::: Material shown :::
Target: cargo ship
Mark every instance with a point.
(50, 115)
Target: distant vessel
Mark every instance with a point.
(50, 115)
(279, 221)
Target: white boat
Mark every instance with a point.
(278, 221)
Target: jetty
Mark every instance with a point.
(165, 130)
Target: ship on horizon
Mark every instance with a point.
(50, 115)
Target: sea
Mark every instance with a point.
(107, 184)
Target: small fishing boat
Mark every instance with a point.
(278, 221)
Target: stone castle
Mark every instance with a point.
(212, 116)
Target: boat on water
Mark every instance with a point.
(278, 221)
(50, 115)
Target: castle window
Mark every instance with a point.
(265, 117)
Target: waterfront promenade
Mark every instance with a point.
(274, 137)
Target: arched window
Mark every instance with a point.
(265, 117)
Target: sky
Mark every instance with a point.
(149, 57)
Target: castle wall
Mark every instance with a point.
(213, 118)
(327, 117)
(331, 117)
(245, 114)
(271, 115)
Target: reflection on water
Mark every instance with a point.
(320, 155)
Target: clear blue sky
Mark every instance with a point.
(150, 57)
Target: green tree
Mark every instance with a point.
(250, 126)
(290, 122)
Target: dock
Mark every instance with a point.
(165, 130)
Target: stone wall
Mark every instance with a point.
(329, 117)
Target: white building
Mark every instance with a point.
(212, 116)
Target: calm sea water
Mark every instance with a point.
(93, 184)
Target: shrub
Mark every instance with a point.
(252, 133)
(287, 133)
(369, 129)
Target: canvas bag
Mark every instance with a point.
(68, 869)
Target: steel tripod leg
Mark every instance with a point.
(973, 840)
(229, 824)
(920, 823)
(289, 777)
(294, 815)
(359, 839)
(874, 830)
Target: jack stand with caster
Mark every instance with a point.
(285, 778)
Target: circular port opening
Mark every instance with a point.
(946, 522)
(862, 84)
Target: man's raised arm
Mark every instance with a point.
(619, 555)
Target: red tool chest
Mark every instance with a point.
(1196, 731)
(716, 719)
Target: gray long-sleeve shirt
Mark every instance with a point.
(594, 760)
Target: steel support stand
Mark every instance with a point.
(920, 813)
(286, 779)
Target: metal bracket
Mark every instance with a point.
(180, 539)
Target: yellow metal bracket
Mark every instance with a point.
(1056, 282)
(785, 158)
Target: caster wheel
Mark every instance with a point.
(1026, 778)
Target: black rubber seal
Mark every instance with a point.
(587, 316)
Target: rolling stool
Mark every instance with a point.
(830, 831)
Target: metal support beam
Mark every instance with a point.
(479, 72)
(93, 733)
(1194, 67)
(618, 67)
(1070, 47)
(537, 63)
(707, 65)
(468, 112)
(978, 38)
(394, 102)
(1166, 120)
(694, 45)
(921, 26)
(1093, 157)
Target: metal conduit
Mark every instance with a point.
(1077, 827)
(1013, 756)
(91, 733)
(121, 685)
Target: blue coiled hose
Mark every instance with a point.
:::
**Problem to solve**
An exact transcription of the data above is required.

**Written response**
Target: cargo ship
Mark every instance with a point.
(50, 115)
Target: distant vessel
Mark every instance with a point.
(50, 115)
(279, 221)
Target: white boat
Mark every instance with a point.
(278, 221)
Target: jetty
Mark every instance with a point.
(165, 130)
Target: ship on horizon
Mark every instance with a point.
(50, 115)
Target: sea
Mark every instance with a point.
(107, 184)
Target: small fishing boat
Mark every instance with a point.
(278, 221)
Target: stone castle
Mark every instance with a point.
(212, 116)
Target: boat on water
Mark every instance with a point.
(278, 221)
(50, 115)
Target: castle window
Mark every instance with a point.
(265, 117)
Target: waterfront promenade
Mark every instance with a point.
(274, 137)
Target: arched window
Mark every instance with a point.
(265, 117)
Target: sky
Mark every instance with a point.
(149, 57)
Target: castle wall
Mark every instance with a point.
(213, 118)
(327, 117)
(331, 117)
(245, 114)
(271, 115)
Target: reflection on water
Mark every instance with a point.
(320, 155)
Target: clear blue sky
Mark every instance with a point.
(150, 57)
Target: green tree
Mark every instance with a point.
(250, 126)
(290, 122)
Target: dock
Mark every instance with a point.
(165, 130)
Target: stone wall
Mark every instance with a point.
(329, 117)
Target: white building
Mark every instance with a point.
(212, 116)
Target: calm sea water
Mark every instance with a point.
(93, 184)
Target: shrub
Mark every instance with a point.
(252, 133)
(287, 133)
(369, 129)
Target: canvas bag
Mark every instance with a point.
(68, 869)
Target: steel tripod leg
Mark every instance with a point.
(973, 840)
(229, 824)
(920, 823)
(289, 777)
(294, 815)
(359, 839)
(874, 830)
Target: jack stand with caster
Mark every instance with a point.
(285, 778)
Target: circular port opening
Mark every instance with a point.
(946, 522)
(862, 84)
Target: man's raised arm
Mark every instance with a point.
(619, 555)
Target: red tool chest
Mark every instance with a point.
(1196, 731)
(716, 719)
Target: gray long-sleeve shirt
Mark every instance with a point.
(594, 760)
Target: steel support stand
Mark every instance with a point.
(920, 813)
(286, 779)
Target: metal bracket
Mark every instance with a point.
(180, 539)
Target: yellow metal bracket
Mark every instance with a point.
(1056, 282)
(785, 158)
Target: caster wheel
Mark every instance with a point.
(1026, 778)
Target: black rubber seal
Mark every instance with a point.
(587, 316)
Target: rolling stool
Mark every instance with a point.
(830, 831)
Target: metal support beam
Mark every instance with a point.
(479, 72)
(93, 733)
(1194, 67)
(618, 67)
(1070, 47)
(537, 63)
(707, 65)
(468, 112)
(978, 38)
(394, 102)
(1166, 120)
(694, 45)
(921, 26)
(1093, 157)
Target: metal conduit
Mark every instance with a point.
(1077, 827)
(1013, 756)
(91, 733)
(121, 685)
Target: blue coiled hose
Mark every instance with a point.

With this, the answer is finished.